*PROBLEM TO WORK ON:* Repeat exactly each line of the data provided below.

*LISTED ENTRIES:*
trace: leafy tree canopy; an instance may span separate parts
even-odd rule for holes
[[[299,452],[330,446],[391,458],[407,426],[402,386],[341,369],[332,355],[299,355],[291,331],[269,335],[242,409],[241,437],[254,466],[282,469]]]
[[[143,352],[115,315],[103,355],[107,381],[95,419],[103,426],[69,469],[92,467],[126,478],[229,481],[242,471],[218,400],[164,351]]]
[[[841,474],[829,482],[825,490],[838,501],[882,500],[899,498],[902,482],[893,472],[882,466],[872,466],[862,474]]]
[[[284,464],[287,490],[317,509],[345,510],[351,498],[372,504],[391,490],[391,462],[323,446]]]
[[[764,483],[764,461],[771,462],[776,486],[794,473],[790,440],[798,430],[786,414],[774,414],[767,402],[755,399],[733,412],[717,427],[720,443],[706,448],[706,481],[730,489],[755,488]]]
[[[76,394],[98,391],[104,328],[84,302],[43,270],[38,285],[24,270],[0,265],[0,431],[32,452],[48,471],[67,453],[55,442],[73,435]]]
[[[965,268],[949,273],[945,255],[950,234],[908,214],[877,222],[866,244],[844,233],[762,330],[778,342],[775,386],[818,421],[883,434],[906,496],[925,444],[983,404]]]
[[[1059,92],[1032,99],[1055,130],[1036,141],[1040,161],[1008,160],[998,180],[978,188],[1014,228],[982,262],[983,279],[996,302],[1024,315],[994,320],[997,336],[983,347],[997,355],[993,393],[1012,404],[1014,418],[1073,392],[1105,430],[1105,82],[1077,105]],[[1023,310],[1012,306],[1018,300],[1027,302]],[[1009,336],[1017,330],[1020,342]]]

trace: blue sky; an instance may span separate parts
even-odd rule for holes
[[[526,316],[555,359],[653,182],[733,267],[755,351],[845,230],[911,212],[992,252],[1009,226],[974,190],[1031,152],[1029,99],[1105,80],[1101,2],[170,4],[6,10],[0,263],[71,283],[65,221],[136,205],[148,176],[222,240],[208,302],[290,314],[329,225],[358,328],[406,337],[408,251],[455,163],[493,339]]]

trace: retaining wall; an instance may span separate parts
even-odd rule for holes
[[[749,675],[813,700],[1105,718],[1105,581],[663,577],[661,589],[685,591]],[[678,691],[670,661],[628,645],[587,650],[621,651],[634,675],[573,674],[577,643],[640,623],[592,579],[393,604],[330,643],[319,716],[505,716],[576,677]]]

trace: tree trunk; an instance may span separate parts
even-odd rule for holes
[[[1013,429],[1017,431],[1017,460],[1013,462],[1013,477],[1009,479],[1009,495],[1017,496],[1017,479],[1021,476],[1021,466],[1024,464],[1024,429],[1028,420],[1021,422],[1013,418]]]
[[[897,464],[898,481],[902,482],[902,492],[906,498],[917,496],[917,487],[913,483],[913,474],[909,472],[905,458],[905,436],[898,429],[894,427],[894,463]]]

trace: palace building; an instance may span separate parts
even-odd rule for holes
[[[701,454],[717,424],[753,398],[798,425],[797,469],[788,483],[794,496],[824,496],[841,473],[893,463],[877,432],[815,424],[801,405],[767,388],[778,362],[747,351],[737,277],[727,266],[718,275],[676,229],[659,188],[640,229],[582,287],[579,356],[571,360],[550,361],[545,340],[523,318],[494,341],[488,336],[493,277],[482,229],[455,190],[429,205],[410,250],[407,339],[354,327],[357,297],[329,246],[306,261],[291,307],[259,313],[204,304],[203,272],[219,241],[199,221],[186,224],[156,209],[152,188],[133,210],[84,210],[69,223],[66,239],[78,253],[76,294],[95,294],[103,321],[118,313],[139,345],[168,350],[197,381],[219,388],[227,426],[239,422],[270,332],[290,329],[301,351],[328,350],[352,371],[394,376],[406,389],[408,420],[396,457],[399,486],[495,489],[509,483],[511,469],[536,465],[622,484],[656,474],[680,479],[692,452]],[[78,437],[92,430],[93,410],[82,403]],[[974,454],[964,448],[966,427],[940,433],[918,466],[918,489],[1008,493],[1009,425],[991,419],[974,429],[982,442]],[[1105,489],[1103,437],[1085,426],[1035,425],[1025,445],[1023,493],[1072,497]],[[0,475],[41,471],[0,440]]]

*RESULT FOR THIS EXERCISE:*
trace: leafy tree canopy; an instance may span separate parts
even-odd rule for holes
[[[299,452],[330,446],[391,458],[407,426],[402,386],[341,369],[332,355],[299,355],[291,331],[269,335],[242,409],[241,437],[254,466],[282,469]]]
[[[143,352],[115,315],[103,355],[107,381],[95,419],[103,426],[69,469],[92,467],[126,478],[229,481],[242,471],[218,400],[164,351]]]
[[[841,474],[829,482],[825,490],[838,501],[882,500],[899,498],[902,482],[893,472],[882,466],[872,466],[862,474]]]
[[[284,464],[287,490],[317,509],[345,510],[351,498],[372,504],[391,490],[391,462],[323,446]]]
[[[764,483],[764,461],[771,462],[776,486],[794,473],[790,440],[798,430],[786,414],[774,414],[767,402],[755,399],[733,412],[717,427],[720,443],[706,448],[706,481],[730,489],[755,488]]]
[[[76,394],[98,391],[104,328],[84,302],[43,270],[38,285],[24,270],[0,265],[0,431],[32,452],[48,471],[67,453],[55,442],[73,435]]]
[[[965,268],[949,273],[945,255],[950,234],[908,214],[877,222],[866,244],[844,233],[762,330],[778,342],[775,386],[818,421],[883,434],[906,496],[925,444],[983,404]]]
[[[1059,92],[1032,99],[1055,130],[1036,141],[1040,161],[1008,160],[998,180],[978,188],[1014,228],[982,262],[983,279],[996,302],[1024,315],[994,320],[997,336],[983,347],[997,355],[993,393],[1012,404],[1014,418],[1073,392],[1105,430],[1105,82],[1077,105]],[[1023,310],[1012,306],[1018,300],[1027,302]],[[1009,336],[1017,330],[1020,342]]]

trace: blue sky; an instance may span separate parts
even-odd rule for holes
[[[526,316],[555,359],[653,182],[733,267],[755,351],[845,230],[911,212],[992,252],[1009,226],[974,190],[1031,152],[1029,99],[1105,80],[1101,2],[170,4],[6,10],[0,263],[71,283],[65,221],[136,205],[148,176],[222,240],[208,302],[290,314],[329,225],[358,328],[406,337],[408,251],[455,163],[493,339]]]

trace: retaining wall; an instance may span separate parts
even-odd rule for holes
[[[749,675],[813,700],[1105,718],[1105,581],[663,577],[661,589],[685,591]],[[678,691],[670,661],[628,645],[587,650],[621,651],[634,675],[573,674],[577,643],[640,623],[592,579],[393,604],[330,643],[319,716],[505,716],[576,677]]]

trace: tree trunk; an instance may span separate parts
even-odd rule for holes
[[[1013,429],[1017,431],[1017,460],[1013,462],[1013,477],[1009,479],[1009,495],[1017,496],[1017,479],[1021,476],[1021,466],[1024,464],[1024,429],[1028,420],[1021,422],[1013,418]]]
[[[897,464],[898,481],[902,482],[902,492],[906,498],[917,496],[917,487],[913,483],[913,474],[909,472],[905,458],[905,436],[898,429],[894,427],[894,463]]]

trace: palace building; an instance may span separate parts
even-odd rule for holes
[[[701,454],[717,424],[753,398],[798,425],[797,469],[788,483],[794,496],[824,496],[841,473],[893,463],[877,432],[815,424],[801,405],[767,388],[778,362],[747,351],[737,277],[727,266],[718,275],[676,229],[659,188],[640,229],[582,287],[579,356],[571,360],[550,361],[545,340],[523,318],[494,341],[488,336],[493,277],[482,229],[455,190],[429,205],[410,250],[407,339],[354,327],[357,297],[329,246],[306,261],[291,307],[259,313],[204,304],[203,272],[219,241],[199,221],[186,224],[156,209],[152,188],[133,210],[84,210],[69,223],[66,239],[78,253],[76,294],[95,294],[103,321],[118,313],[139,345],[168,350],[197,381],[219,388],[227,426],[239,422],[270,332],[290,329],[301,351],[328,350],[352,371],[394,376],[406,389],[408,420],[396,457],[399,486],[495,489],[509,483],[511,469],[536,465],[622,484],[656,474],[680,479],[692,452]],[[78,437],[92,430],[93,410],[82,403]],[[974,454],[964,448],[966,427],[940,433],[918,466],[918,489],[1008,493],[1009,425],[991,419],[974,429],[982,442]],[[1105,489],[1103,437],[1085,426],[1035,425],[1025,445],[1023,493],[1072,497]],[[0,475],[41,471],[0,440]]]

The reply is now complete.